◆ TASK REQUIREMENTS ◆
Work through the entries that follow and state how many lines contain the word "grass". Only the number is wanted.

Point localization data
◇ ◇ ◇ ◇ ◇
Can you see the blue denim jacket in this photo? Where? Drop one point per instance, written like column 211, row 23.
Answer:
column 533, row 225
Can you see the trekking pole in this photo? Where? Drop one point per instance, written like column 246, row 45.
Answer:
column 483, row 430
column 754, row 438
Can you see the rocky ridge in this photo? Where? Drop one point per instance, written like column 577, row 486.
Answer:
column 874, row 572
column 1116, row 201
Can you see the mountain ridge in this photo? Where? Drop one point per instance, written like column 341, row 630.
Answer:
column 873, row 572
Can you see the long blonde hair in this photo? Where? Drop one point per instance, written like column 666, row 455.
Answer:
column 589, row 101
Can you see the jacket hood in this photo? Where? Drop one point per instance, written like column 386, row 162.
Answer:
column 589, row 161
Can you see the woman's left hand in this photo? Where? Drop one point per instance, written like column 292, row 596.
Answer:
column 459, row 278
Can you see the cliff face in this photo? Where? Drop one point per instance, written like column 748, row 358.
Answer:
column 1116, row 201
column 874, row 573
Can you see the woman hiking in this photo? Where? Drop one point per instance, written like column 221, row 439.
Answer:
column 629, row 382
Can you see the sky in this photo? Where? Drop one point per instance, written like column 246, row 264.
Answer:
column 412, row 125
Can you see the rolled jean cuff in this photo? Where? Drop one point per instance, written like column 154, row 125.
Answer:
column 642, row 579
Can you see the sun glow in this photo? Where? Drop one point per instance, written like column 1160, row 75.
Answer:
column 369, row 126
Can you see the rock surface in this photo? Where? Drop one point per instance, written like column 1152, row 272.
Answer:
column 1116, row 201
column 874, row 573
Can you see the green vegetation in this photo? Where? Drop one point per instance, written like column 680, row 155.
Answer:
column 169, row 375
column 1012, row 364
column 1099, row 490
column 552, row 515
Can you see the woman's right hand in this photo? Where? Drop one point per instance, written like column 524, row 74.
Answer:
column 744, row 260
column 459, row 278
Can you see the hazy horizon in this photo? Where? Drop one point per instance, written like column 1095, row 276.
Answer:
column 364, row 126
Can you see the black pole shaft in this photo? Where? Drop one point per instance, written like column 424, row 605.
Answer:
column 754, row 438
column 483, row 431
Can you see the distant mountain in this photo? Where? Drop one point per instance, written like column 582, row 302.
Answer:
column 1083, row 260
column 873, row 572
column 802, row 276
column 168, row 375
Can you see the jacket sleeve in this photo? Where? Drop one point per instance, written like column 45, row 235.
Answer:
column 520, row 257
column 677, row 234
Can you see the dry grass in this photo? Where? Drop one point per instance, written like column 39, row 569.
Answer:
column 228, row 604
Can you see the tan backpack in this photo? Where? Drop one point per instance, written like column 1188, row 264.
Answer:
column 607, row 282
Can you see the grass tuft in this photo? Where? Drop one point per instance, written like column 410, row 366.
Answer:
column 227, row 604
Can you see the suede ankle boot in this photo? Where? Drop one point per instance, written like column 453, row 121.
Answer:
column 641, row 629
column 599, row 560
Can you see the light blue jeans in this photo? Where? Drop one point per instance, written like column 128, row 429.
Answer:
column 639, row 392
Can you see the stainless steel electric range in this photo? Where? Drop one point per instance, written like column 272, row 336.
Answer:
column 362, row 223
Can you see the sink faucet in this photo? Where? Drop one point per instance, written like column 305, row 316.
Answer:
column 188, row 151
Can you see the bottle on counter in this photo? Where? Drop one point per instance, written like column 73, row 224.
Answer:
◇ ◇ ◇ ◇ ◇
◆ RESPONSE FOR THIS EXERCISE ◆
2